** Supplied data follows **
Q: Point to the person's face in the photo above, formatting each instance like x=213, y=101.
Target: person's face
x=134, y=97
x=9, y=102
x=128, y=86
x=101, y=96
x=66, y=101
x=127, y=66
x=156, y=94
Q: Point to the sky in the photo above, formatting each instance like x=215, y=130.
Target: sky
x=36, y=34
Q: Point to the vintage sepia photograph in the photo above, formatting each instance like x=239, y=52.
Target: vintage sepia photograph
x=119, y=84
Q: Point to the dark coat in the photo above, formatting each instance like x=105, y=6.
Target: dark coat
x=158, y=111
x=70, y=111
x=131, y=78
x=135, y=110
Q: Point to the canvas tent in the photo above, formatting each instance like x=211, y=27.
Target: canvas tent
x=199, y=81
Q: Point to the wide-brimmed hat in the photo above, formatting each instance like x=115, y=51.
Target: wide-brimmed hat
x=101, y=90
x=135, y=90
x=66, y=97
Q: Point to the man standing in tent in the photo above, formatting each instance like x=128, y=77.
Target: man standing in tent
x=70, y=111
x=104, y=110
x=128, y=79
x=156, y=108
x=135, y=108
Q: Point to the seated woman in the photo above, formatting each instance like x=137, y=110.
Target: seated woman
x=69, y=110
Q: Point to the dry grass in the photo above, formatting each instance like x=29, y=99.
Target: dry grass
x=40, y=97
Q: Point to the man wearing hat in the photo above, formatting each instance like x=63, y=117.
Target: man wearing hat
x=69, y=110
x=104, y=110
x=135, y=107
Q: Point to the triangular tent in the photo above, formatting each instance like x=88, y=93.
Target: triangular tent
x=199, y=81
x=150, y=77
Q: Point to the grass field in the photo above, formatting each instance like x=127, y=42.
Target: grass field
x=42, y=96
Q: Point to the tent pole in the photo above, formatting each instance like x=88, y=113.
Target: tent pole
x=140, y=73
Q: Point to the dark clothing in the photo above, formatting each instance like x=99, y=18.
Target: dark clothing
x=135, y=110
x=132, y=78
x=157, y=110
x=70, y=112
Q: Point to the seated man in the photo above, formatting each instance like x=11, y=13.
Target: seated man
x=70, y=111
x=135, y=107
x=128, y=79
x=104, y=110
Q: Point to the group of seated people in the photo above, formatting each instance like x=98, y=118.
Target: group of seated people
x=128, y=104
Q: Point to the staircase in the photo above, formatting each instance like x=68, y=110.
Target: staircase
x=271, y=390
** End of Supplied data **
** Supplied data follows **
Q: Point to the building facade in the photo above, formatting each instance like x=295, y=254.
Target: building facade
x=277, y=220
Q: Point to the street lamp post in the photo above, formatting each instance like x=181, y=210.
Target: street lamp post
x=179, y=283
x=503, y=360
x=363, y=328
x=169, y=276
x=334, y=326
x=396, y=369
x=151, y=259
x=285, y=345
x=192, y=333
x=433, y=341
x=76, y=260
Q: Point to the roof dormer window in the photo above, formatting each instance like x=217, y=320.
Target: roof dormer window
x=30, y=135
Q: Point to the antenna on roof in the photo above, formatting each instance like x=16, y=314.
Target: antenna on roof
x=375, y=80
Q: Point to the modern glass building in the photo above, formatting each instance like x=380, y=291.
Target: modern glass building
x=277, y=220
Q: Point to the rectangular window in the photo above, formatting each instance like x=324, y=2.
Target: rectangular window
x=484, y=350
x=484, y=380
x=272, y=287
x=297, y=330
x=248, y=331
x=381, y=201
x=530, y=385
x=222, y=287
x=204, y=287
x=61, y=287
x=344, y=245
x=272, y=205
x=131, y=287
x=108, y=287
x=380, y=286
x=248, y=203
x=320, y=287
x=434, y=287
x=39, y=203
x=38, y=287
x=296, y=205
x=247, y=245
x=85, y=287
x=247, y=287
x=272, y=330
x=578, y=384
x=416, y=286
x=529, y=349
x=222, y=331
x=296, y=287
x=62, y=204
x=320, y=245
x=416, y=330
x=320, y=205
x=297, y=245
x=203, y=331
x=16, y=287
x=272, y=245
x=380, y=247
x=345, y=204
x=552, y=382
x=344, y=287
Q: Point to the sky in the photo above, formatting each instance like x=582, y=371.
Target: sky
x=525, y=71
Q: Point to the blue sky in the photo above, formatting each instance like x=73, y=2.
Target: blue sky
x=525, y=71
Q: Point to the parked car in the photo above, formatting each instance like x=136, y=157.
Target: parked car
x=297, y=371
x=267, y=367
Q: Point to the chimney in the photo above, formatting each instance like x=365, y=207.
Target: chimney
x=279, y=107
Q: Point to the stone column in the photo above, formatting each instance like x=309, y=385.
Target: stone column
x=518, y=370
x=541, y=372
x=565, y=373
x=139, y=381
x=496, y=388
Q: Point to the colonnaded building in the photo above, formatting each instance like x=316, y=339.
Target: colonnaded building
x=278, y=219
** End of Supplied data **
** Supplied data follows **
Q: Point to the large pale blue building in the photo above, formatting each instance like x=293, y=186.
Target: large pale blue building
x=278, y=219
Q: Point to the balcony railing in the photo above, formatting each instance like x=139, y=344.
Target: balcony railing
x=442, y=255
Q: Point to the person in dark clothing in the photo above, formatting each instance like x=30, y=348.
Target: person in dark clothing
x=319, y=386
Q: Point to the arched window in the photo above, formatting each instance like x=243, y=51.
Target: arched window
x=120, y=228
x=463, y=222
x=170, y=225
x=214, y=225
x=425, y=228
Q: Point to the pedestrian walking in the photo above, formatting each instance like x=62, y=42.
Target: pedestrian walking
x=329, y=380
** End of Supplied data **
Write down again, exactly as given, only the lines above that fall from the line with "Target: dry grass" to the line with "Q: Point to the seated man", inclusive.

Target: dry grass
x=40, y=97
Q: Point to the man wearing hat in the photo above, formatting each instance like x=63, y=117.
Target: man wearing hat
x=69, y=110
x=104, y=110
x=135, y=107
Q: Point to the triangular tent in the photo above, formatting each instance like x=88, y=93.
Target: triangular tent
x=199, y=81
x=150, y=77
Q: Point to the grass field in the photo above, formatting each instance like x=127, y=42.
Target: grass field
x=42, y=96
Q: Point to the tent pole in the photo above, formatting each instance like x=88, y=113.
Target: tent pole
x=140, y=73
Q: Point to the dark clothing in the photo above, formatting each instance like x=99, y=18.
Target: dark clothing
x=135, y=110
x=132, y=78
x=157, y=110
x=70, y=112
Q: Point to the seated man in the photo above, formatting each instance like x=11, y=13.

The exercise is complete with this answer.